* start MATERIAL FOR THIS TASK *

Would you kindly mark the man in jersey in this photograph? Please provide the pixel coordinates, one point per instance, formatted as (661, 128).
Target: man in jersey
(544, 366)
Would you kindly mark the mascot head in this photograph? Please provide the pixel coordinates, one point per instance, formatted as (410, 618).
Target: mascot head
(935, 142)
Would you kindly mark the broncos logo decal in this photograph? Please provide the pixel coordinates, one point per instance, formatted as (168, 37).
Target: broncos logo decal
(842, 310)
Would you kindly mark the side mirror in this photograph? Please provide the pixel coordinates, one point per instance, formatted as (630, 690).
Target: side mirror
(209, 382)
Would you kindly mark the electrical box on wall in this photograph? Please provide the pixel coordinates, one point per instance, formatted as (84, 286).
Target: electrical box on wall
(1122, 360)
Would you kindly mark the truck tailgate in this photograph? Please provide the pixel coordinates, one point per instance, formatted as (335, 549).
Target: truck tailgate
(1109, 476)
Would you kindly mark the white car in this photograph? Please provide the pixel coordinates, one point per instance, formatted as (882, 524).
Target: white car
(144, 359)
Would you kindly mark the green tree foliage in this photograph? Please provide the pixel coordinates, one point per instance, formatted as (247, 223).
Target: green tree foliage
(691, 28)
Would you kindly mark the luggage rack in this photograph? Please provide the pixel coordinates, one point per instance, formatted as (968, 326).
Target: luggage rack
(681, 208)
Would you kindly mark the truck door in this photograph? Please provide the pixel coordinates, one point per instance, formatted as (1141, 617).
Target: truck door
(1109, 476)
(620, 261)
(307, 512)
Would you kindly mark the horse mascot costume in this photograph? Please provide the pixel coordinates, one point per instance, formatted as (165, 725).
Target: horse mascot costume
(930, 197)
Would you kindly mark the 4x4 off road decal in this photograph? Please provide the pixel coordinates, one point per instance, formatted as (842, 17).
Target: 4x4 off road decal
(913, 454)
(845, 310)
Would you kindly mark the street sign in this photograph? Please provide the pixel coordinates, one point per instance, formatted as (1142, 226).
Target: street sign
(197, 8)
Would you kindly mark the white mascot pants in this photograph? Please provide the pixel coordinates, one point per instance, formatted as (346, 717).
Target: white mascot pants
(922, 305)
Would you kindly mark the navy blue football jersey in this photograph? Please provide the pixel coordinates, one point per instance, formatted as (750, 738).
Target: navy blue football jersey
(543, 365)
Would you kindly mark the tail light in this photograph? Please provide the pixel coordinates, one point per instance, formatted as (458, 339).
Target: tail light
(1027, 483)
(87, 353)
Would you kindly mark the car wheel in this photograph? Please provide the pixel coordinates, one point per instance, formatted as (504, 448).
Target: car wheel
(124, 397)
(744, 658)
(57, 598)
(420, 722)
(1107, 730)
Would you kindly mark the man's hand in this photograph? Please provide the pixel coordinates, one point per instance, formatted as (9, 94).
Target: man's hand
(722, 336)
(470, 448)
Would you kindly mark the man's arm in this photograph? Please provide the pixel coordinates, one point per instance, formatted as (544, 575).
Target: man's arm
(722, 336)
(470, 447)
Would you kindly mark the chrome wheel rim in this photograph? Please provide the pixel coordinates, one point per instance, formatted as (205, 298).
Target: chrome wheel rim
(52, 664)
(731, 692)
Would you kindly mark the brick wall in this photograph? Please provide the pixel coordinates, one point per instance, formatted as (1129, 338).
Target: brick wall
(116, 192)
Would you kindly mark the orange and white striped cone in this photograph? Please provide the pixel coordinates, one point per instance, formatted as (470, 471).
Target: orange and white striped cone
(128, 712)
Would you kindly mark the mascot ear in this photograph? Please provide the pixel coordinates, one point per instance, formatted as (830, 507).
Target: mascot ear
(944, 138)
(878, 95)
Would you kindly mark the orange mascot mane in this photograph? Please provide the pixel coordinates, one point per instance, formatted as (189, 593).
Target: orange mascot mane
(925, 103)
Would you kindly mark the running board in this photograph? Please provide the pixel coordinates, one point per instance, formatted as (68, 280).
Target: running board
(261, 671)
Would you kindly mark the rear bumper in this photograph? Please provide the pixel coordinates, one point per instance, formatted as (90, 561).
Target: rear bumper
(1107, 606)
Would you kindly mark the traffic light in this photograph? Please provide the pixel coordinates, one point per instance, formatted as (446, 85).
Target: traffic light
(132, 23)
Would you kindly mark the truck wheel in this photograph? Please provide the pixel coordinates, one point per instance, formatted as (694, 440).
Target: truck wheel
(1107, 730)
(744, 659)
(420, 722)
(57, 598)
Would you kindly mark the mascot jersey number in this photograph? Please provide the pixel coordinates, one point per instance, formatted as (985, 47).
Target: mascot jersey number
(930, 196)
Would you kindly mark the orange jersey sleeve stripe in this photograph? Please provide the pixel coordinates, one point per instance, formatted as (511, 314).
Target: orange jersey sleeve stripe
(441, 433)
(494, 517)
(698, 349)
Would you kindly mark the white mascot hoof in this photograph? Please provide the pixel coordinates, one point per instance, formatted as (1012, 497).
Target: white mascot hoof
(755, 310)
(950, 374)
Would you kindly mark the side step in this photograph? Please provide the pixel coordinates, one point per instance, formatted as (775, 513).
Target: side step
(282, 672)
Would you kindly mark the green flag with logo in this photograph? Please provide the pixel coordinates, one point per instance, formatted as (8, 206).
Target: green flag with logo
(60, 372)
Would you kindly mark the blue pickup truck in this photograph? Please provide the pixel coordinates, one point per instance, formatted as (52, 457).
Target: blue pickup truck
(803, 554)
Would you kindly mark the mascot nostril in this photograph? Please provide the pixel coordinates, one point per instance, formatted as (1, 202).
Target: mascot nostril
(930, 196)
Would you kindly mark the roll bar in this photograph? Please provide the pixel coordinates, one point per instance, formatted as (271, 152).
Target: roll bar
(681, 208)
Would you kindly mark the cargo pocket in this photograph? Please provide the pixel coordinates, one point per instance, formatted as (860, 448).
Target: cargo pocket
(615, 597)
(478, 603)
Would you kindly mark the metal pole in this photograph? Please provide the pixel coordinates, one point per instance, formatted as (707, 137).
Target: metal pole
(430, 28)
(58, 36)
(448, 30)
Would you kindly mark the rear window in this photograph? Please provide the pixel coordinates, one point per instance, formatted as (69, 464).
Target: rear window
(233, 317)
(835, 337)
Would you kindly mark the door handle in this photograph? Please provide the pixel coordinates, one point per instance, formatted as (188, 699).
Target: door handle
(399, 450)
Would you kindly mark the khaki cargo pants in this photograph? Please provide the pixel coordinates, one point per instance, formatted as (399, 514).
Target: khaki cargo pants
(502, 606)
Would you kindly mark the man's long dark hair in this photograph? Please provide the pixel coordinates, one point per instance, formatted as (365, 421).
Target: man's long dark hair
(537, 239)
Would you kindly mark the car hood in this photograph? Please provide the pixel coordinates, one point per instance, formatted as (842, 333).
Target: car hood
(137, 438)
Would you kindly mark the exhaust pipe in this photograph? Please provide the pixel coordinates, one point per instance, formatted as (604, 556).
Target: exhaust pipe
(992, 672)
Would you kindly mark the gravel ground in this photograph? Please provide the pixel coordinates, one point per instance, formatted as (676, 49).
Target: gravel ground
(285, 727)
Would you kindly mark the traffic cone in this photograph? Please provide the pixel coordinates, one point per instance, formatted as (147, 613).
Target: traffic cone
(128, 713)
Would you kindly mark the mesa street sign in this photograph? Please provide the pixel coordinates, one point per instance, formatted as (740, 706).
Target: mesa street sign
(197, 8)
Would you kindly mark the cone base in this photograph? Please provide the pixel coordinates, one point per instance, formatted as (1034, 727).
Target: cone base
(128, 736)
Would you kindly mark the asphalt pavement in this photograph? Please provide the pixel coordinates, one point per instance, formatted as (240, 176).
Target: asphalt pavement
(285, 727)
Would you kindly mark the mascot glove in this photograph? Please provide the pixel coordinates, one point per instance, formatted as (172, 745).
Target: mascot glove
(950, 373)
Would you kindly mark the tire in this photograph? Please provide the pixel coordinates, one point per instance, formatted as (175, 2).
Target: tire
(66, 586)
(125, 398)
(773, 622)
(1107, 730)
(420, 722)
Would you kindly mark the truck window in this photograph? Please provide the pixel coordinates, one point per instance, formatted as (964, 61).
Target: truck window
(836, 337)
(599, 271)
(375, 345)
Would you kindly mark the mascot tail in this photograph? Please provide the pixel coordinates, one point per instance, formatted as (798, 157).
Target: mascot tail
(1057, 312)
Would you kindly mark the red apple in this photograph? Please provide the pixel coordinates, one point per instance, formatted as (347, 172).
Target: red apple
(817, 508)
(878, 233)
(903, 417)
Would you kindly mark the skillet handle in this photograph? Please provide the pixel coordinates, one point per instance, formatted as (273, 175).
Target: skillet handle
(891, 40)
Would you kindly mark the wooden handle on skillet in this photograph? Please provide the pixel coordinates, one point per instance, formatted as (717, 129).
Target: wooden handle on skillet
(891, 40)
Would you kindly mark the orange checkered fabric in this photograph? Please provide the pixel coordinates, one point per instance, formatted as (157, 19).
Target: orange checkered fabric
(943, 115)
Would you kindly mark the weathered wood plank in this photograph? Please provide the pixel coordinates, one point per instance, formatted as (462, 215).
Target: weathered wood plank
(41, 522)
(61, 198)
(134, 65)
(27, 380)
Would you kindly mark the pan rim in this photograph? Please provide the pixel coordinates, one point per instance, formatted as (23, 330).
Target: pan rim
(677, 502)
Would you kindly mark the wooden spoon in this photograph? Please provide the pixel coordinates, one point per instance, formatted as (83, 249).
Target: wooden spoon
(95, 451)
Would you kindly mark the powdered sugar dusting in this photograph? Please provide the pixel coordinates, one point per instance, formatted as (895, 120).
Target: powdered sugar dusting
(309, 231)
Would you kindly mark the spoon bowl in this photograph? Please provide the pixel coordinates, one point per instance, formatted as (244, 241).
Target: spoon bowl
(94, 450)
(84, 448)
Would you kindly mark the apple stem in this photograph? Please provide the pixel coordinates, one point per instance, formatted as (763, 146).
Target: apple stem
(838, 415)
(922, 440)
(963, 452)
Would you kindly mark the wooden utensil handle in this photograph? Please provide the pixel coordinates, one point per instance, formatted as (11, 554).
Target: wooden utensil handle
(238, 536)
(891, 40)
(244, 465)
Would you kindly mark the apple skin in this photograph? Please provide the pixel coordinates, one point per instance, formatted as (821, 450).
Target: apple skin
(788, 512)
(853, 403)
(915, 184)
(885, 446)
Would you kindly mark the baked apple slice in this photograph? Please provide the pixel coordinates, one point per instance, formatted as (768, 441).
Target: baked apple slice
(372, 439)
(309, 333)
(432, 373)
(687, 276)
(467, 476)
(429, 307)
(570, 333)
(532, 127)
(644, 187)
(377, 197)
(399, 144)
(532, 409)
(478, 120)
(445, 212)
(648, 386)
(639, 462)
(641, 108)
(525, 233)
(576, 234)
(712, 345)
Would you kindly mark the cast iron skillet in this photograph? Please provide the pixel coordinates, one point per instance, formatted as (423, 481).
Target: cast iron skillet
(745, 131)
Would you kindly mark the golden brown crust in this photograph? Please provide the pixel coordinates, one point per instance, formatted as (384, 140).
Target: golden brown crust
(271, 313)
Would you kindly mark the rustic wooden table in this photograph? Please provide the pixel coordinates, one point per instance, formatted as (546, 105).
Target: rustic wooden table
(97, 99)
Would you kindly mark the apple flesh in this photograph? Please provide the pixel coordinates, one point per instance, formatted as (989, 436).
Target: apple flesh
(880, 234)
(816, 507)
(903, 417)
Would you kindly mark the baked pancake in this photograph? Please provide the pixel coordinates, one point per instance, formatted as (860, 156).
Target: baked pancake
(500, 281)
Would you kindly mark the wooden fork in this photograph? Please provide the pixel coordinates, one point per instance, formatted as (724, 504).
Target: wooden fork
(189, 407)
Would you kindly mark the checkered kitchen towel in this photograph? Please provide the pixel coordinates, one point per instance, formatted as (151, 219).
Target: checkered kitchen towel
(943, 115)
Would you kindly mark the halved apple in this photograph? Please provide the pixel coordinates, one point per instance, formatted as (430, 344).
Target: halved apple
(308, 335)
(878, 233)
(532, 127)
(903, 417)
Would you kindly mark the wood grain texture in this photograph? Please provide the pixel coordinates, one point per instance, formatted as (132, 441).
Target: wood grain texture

* end MATERIAL FOR THIS TASK *

■ **WRITTEN TASK**
Copy the data word for word, starting at the line that contains "Would you kindly mark the mascot ear" and stopping after the line that contains "(1107, 606)".

■ **FINISHED ANSWER**
Would you kindly mark the mascot ear in this photograph? Please provide the pixel coordinates, one point per instance, formatted as (830, 507).
Target: mascot ear
(944, 138)
(878, 95)
Would you kindly mark the orange mascot mane in this photograph? Please provide the pixel coordinates, one point per instance, formatted as (189, 593).
Target: orange mascot mane
(925, 103)
Would you kindly mark the running board in this photograph? Please provide the pixel coordinates, one point per instance, formatted as (68, 280).
Target: running board
(261, 671)
Would you kindly mark the rear bumper in this photograph? Please provide the pixel coordinates, one point per instance, formatted as (90, 561).
Target: rear bumper
(1107, 606)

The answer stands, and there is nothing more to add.